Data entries
<<<<
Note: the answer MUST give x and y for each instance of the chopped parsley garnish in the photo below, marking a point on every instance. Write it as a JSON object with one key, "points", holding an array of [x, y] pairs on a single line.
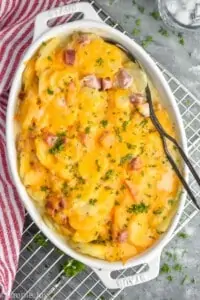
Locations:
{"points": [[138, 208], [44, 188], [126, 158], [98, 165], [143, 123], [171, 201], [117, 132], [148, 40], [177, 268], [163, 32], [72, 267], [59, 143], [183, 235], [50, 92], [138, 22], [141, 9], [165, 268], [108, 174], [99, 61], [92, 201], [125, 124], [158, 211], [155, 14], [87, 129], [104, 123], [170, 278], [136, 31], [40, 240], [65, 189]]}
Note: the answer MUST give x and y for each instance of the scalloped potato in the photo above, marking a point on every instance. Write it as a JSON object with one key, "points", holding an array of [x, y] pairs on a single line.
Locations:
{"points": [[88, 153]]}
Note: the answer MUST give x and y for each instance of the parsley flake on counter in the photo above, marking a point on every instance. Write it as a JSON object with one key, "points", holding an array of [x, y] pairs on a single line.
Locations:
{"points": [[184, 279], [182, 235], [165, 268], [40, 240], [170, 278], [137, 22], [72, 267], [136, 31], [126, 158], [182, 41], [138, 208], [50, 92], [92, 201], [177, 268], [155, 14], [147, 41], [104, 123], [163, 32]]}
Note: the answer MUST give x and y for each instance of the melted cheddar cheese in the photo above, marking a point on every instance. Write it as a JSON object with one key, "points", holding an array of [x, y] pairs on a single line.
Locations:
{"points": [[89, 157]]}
>>>>
▸ **Exercise brief**: Output the entries above exactly as given, but strip out the pictures.

▸ **Task response**:
Note: the answer MUST give x and y for each instance of the chopped parsley garnish in the photo below, marking a point on every instance. Write it as a JSON object with one key, "points", holding an array of [x, y] pairs on a single line.
Locations:
{"points": [[138, 208], [44, 188], [126, 158], [98, 165], [143, 123], [171, 201], [117, 132], [148, 40], [177, 268], [163, 32], [72, 267], [59, 143], [183, 235], [50, 92], [138, 22], [141, 9], [165, 268], [108, 174], [99, 61], [92, 201], [125, 124], [158, 211], [155, 14], [87, 129], [104, 123], [170, 278], [136, 31], [40, 240], [65, 189]]}
Note: the answer MUST give x and y for each instance of the scalloped potato in the photo above, marking a point on every instance. Write it as a JSON object with one key, "points", holding an array of [x, y] pairs on a single line.
Locations:
{"points": [[88, 153]]}
Note: the answer MUST give x and y for each instance of the parsley flake on counter in the photo above, marking a point on every instance. Write it as a JSON object with one key, "points", holding an array of [x, y] pairs on a single line.
Locations:
{"points": [[184, 279], [182, 235], [165, 268], [40, 240], [170, 278], [137, 22], [72, 267], [136, 31], [126, 158], [182, 41], [138, 208], [50, 92], [92, 201], [177, 268], [155, 14], [147, 41], [104, 123], [163, 32]]}
Note: the answer MUST give x and y for each instance of the melted cheddar cheese in the photo above, marking a point on every instance. Write it as a JSON object with one key, "points", holding an array of [x, y] pairs on a single line.
Locations:
{"points": [[89, 157]]}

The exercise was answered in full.